## Begin Stored records

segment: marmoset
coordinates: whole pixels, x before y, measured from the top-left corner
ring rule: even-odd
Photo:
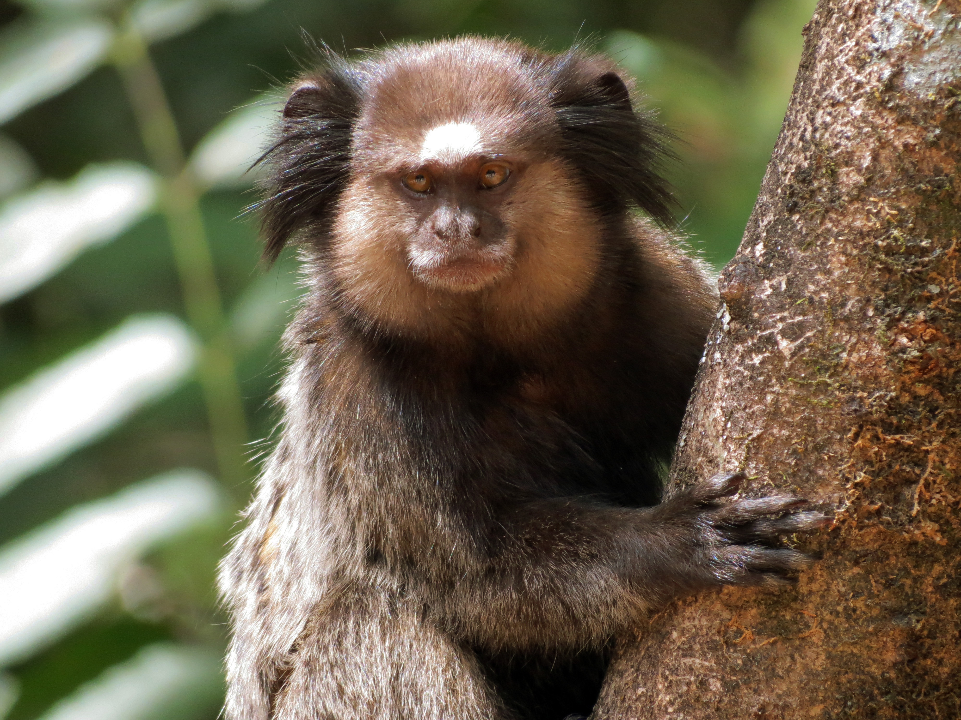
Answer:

## End Stored records

Job
Write out every line of the rows above word for word, but leave the pictures out.

Result below
segment: marmoset
coordinates: whole pixels, x before y, measured from the top-left corner
ring rule: even-odd
Photo:
Answer:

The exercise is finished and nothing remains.